- _PASSAGE SHOWN_:

By now you have undoubtedly heard about last week’s landmark high court decision that promises to have major political consequences.
I’m referring, of course, to the ruling by Romania’s Constitutional Court that President Traian Basescu, and not Prime Minister Victor Ponta, should represent the country at an EU summit.
The two political foes had been arguing over who would be the face of Romania abroad when the court weighed in for the president. Then Ponta declared the ruling political, criticized the judges, and showed up at the summit. Basescu stayed home in order to spare the foreigners in Brussels the embarrassment of having to choose which of them to deal with.
Embarrassment is a key word here. Romania’s politicians, never much loved by those they profess to serve, are expert at making a spectacle of themselves. But many thoughtful people who have watched the Bucharest sideshow for years are seriously worried these days.
Among other actions the new prime minister has taken since coming to power in May have been to transfer control of the respected Romanian Cultural Institute from the president’s office to parliament, to stack the supervisory board of public television with members of the ruling coalition – ignoring a law that requires it to reflect the makeup of parliament – to fire the respected director of the national archives, and to ignore the ruling of a national council on degrees that Ponta plagiarized his doctoral thesis. He had promised to resign if the council ruled as such, but instead he added 25 new members to the council’s existing 20 and called the ruling illegal.
As you might expect, the phrase “rule of law” is becoming a staple of commentaries in the Romanian press.
On the issue of the trip to Brussels, Cristian Ghinea, director of the Romanian Center for European Policies, told me in an email, “We have such a stupid constitution that each of them had his own arguments in the constitutional text. But once the court made a decision I expected it to be obeyed.”
Ghinea said that, yes, the court is a political institution – but it has been so since it was established in 1991 and every party has had to live with judges appointed by its predecessor in power. “But that’s the game and the court is the final referee for constitutional conflicts. This is why I consider Ponta’s statement and decision to go to Brussels a dangerous precedent.”
“This sort of populism – I represent the nation, no matter what the legal institutions are saying – it’s particularly worrying in a country with a weak tradition in check and balances,” he wrote.
It was Ponta’s decision to wrest control of the cultural institute from Basescu that got the most press outside the country, thanks to protests by leading artistic lights at home and abroad. The prime minister said the move was done to make the organization’s spending more transparent. But Ghinea notes that parliament does a poor job of overseeing the institutions under its purview. For public television, lawmakers did not even discuss the annual reports for 2009 and 2010. “They only discussed the 2011 report after the change of government in order to get rid of the former board and appoint their people. Considering minimal accountability standards, this is not a proper control. So our precedents with the parliament enforcing good governance are … zero,” Ghinea wrote.
“What worries me the most is the new government’s mentality, they seem not to care about minimal standards of check and balances.”

- _RECORDED INFORMATION_:
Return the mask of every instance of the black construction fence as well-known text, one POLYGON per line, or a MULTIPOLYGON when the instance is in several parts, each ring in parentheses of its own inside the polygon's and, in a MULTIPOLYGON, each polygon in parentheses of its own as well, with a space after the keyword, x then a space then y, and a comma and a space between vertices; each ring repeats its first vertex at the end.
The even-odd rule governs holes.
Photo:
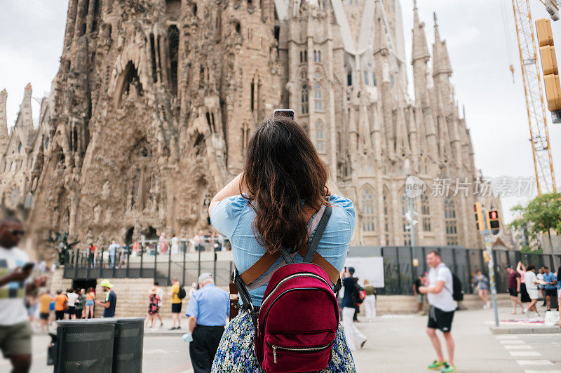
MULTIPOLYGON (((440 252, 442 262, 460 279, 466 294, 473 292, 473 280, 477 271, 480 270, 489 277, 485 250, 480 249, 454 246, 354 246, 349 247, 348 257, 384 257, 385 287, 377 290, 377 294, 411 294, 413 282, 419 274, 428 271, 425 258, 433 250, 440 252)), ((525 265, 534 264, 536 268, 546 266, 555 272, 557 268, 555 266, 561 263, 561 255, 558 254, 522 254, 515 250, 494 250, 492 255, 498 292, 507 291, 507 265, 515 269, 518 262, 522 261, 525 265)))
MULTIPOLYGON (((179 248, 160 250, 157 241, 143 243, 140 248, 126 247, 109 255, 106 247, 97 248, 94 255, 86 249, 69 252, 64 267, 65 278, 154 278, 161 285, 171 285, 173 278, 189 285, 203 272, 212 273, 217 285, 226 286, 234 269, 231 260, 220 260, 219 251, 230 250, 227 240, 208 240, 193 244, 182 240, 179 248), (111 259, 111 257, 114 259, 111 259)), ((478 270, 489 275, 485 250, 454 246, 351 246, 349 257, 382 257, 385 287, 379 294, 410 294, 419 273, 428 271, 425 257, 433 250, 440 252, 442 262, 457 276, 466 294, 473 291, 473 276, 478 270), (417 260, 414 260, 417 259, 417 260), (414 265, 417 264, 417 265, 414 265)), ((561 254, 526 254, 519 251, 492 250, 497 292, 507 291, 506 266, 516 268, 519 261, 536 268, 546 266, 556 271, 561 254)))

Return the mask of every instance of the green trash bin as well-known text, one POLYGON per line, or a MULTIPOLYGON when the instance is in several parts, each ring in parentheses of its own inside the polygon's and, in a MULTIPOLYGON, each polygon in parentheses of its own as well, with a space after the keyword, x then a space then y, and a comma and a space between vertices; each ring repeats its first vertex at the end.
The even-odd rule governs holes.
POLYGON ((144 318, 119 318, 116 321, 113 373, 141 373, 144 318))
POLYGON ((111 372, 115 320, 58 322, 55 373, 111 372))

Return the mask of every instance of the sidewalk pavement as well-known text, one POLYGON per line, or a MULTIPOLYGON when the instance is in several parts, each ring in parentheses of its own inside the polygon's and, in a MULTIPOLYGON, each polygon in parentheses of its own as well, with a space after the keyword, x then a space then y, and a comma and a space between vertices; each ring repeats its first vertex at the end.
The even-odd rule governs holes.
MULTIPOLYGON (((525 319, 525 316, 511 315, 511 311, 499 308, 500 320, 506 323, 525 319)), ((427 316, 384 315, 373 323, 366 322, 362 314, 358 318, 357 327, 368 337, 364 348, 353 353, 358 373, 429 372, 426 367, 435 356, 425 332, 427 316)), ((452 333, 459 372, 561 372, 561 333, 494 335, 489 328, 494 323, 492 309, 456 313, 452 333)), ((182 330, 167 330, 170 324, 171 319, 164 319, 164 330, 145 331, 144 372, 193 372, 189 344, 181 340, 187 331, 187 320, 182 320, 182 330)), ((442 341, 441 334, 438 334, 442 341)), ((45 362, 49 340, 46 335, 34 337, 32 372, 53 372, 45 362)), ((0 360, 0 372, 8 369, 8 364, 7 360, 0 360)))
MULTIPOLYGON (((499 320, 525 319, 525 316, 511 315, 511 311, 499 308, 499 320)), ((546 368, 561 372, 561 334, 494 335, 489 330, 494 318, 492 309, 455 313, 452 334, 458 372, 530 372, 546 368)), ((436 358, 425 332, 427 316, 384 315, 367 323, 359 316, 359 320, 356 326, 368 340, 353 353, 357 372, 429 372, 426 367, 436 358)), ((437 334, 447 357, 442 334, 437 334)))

---

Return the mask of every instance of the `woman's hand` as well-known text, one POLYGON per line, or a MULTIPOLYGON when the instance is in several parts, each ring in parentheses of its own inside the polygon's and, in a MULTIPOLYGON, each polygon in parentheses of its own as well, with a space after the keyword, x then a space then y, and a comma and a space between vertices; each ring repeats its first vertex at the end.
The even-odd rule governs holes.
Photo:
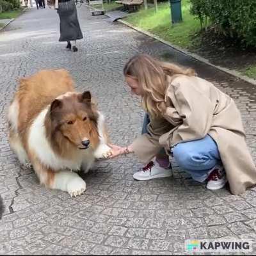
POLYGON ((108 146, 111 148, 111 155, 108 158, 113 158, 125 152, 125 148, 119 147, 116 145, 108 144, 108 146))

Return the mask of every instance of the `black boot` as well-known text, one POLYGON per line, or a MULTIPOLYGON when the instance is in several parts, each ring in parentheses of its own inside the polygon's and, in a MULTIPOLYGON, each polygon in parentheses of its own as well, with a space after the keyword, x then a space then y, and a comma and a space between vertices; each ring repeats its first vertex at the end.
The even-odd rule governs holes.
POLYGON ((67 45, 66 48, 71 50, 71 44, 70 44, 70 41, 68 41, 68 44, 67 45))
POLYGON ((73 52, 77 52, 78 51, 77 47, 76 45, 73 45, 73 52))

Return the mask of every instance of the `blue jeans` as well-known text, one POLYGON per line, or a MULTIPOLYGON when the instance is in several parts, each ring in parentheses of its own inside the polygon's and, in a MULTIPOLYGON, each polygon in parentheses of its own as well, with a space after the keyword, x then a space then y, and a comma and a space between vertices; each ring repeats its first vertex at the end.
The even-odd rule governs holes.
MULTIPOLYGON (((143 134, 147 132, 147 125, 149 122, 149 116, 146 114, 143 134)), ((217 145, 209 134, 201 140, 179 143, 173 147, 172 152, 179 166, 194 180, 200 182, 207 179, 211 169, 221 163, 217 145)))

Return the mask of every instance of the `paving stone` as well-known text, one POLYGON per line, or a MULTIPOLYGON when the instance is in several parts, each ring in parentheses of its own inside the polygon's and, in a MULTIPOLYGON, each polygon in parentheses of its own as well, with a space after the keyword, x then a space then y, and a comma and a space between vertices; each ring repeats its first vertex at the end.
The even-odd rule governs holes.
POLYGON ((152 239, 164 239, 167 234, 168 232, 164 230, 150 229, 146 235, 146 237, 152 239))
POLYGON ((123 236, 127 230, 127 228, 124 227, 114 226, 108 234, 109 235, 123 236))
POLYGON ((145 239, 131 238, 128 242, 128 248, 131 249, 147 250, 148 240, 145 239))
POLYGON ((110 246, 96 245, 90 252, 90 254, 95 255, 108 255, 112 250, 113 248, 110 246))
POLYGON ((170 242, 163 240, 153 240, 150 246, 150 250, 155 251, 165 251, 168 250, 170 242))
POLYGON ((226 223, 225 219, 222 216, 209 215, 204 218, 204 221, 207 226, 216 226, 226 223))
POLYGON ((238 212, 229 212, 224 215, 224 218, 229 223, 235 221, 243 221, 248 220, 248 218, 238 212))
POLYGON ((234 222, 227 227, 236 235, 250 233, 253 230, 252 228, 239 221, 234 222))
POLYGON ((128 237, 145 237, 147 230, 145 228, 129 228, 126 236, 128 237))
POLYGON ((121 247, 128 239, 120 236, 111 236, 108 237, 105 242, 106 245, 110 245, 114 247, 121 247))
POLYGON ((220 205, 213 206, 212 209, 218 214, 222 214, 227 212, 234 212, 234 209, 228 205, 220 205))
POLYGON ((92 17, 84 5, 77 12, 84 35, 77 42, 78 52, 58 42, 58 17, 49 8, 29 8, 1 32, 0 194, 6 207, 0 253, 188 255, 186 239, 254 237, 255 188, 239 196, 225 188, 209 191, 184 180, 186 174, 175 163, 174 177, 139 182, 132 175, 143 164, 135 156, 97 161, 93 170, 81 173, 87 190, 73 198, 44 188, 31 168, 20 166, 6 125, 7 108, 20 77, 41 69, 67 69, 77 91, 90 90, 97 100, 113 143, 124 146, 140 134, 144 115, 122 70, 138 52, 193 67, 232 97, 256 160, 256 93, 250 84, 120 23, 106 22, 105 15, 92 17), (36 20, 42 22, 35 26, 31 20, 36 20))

- _EXERCISE 1_: From the commentary on Romania's political feud, list the actions taken by the new prime minister that appear in the sentence beginning "Among other actions".
- _EXERCISE 2_: Summarize the commentary on Romania's political feud in two sentences.

- _EXERCISE OUTPUT 1_:
- Transferring control of the Romanian Cultural Institute from the president's office to parliament
- Stacking the supervisory board of public television with members of the ruling coalition, ignoring a law that requires it to reflect the makeup of parliament
- Firing the respected director of the national archives
- Ignoring the ruling of a national council on degrees that Ponta plagiarized his doctoral thesis

- _EXERCISE OUTPUT 2_: After Romania's Constitutional Court ruled that President Traian Basescu, not Prime Minister Victor Ponta, should represent the country at an EU summit, Ponta called the ruling political and went to the summit anyway. Cristian Ghinea of the Romanian Center for European Policies called this a dangerous precedent and said he is worried by the new government's disregard for checks and balances, seen also in moves involving the cultural institute and public television.